[Provided text]
**********
In recent years, 90 per cent of American economists have stopped being “Keynesian economists” or “anti-Keynesian economists”. Instead, they have worked towards a synthesis of whatever is valuable in older economics and in modern theories of income determination. The result might be called “neoclassical economics” and is accepted in its broad outlines by all but about 5 per cent of extreme left-wing and right-wing writers.

In Samuelson and Scott (1968: 226; italics added), the following is added to the paragraph above: “Modern economists are ‘post-Keynesians,’ keen to render obsolete any theories that cannot meet the test of experience and applicability”.

During a conversation with Robert Clower in the early 1970s, PAS confessed that the term “neoclassical synthesis” was coined primarily to get “McCarthy off my back”! The phrase did not signify anything dynamic, in particular, macrodynamic (at least according to Samuelson).

Finally, on the Keynesian cross, a staple of introductory texts on (neoclassical) macroeconomics (see Cord 2009: 110), PAS (1986b: 858; italics added) felt that he had to: “[P]lead guilty to when I approach St. Peter’s Gate to Heaven—if it is a crime—first devising the 45^∘-line diagrams in which C + I Keynesian schedules of consumption-plus-investment intersect with the 45^∘-line to determine Keynes’s simplest ‘multiplier’ model of (unemployment) equilibrium determination”.
**********
[Extracted information]

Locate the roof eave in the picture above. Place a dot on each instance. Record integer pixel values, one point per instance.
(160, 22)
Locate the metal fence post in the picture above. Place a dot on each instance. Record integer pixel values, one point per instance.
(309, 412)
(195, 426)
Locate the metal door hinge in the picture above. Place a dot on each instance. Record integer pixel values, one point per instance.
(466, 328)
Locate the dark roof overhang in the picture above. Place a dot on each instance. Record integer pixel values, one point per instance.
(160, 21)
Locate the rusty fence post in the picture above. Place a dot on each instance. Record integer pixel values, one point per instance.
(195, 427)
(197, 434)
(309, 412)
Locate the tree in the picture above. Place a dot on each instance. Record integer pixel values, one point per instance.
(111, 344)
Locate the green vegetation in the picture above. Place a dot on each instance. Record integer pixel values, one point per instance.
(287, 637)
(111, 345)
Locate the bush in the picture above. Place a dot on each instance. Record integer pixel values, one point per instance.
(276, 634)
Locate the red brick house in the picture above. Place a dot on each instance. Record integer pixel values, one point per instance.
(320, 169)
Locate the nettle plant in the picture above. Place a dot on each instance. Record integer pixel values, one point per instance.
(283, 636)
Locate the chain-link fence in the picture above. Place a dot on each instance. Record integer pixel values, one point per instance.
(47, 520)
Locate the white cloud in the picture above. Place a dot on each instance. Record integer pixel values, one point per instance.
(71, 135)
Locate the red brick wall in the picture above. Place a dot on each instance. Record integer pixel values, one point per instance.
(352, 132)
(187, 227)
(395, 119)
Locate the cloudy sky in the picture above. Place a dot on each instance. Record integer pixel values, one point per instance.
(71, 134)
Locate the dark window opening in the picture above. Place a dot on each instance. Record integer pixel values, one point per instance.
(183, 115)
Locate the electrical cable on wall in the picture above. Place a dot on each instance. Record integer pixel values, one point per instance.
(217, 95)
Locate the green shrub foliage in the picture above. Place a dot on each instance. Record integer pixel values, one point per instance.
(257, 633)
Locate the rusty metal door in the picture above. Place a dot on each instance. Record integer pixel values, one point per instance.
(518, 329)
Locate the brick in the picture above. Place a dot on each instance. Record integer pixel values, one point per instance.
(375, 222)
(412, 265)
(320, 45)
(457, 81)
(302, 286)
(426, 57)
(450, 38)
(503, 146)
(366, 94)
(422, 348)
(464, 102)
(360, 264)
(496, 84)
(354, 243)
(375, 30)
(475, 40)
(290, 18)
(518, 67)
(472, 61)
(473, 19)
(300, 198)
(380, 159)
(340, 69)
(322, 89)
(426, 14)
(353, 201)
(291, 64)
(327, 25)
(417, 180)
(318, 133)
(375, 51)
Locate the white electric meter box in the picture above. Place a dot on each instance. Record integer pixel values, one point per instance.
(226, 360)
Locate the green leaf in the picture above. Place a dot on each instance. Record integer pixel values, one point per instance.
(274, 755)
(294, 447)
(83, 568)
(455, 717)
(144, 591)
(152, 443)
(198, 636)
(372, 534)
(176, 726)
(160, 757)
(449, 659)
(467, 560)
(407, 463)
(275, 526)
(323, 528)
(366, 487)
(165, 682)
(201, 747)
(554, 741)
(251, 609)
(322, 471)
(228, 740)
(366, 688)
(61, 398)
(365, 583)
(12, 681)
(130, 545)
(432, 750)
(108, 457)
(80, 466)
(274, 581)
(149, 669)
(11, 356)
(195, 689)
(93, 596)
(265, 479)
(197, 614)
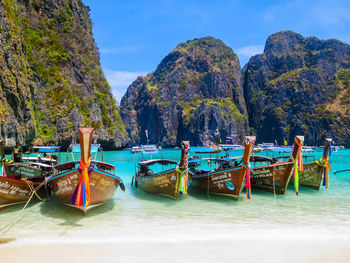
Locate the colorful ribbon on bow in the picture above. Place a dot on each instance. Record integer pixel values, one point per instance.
(183, 181)
(3, 167)
(300, 156)
(81, 196)
(247, 178)
(296, 175)
(325, 164)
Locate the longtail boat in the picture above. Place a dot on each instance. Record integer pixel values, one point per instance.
(317, 172)
(22, 182)
(227, 178)
(275, 176)
(84, 184)
(171, 182)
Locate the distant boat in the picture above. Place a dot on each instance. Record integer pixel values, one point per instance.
(275, 176)
(170, 182)
(24, 181)
(228, 176)
(136, 149)
(316, 172)
(231, 147)
(75, 181)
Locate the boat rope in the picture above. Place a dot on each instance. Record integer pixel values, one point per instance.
(35, 190)
(8, 226)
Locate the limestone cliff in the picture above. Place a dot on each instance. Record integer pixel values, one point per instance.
(299, 86)
(51, 80)
(194, 94)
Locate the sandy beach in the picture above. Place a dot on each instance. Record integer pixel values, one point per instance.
(261, 250)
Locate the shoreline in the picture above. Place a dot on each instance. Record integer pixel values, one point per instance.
(241, 250)
(256, 246)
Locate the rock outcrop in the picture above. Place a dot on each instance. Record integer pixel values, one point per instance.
(194, 94)
(299, 86)
(51, 80)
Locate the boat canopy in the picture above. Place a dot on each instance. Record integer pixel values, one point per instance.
(157, 161)
(36, 159)
(75, 148)
(261, 158)
(231, 147)
(149, 149)
(47, 149)
(203, 149)
(216, 160)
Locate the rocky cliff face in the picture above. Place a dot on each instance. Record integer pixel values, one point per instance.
(299, 86)
(194, 94)
(51, 81)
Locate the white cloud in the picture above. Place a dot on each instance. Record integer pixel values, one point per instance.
(249, 51)
(329, 14)
(120, 50)
(120, 81)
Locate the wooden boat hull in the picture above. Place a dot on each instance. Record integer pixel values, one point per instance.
(166, 183)
(271, 178)
(17, 191)
(102, 187)
(226, 183)
(311, 177)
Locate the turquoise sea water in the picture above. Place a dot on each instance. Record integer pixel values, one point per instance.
(135, 216)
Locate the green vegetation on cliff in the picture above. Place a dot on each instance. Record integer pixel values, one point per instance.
(55, 72)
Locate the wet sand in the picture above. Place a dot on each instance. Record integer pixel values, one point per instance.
(230, 250)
**********
[What you need to do]
A. Pull out each line of the listing that contains the word "rusty".
B. Write what comes next in the passage about Samuelson and the neoclassical synthesis, starting after its final sentence.

[Outputs]
A.
Locate the rusty fence post in the picture above. Place a dot on each instance. Record integer pixel values, one point per instance.
Locate the rusty metal door in the picture above. Place a dot on each instance. Record integer pixel values, one point per instance.

B.
If I had been literal in my interpretation of the static underpinnings of the Keynesian cross, as it became the core of the Hansen–Samuelson version of American Keynesianism , I would rely on the powerful critique of Clower (op. cit.) and dismiss this as an exercise in macroeconomics without macrodynamic implications. However, the above quote by Samuelson, buttressed by Fig. 1, on page 790, of PAS (1939b), provides an explicit way to understand the connection between the static and the dynamic in the Correspondence principle.¹⁷

To this, and other issues of a methodological¹⁸ nature in macrodynamics, I now turn.

3 Mathematics, Logic, Proof, and Foundations of Economic Analysis

On the title page of my Foundations of Economic Analysis, I quoted the only speech that the great Willard Gibbs was supposed ever to have made before the Yale Faculty … Gibbs, who was not a loquacious man, got up and made a four-word speech: ‘Mathematics is a language ’ … I wish he had made it 25 per cent shorter – so as to read as follows: ‘Mathematics is language ’ … I mean this entirely literally … For in deepest logic…the two media are strictly identical. (PAS 1952b: 56; bold and italics added)

Neither Wittgenstein, representing, perhaps, the philosophy of mathematics , nor Brouwer, from a foundations of mathematics interpretation, would have agreed with this Samuelsonian viewpoint of the identity of logic and language. Brouwer, in particular, would not have agreed at all with Flood (1950: 267; italics added) that PAS (1947: 116, fn. 18) sketches “a constructive proof”; as a matter of fact, PAS’s proof is not constructive in any sense, not just from the point of view of Brouwer’s intuitionistic constructive proof . Samuelson’s (mathematical) logic, mathematics and the proofs of his theorems—both mathematical and economic (broadly conceived)—were always classical.¹⁹ However, it is necessary to point out that the proof of existence of general equilibrium in Walras and Pareto is mathematically constructive; the latter is for an analogical computable model, while the former could be for a digital or analogue model.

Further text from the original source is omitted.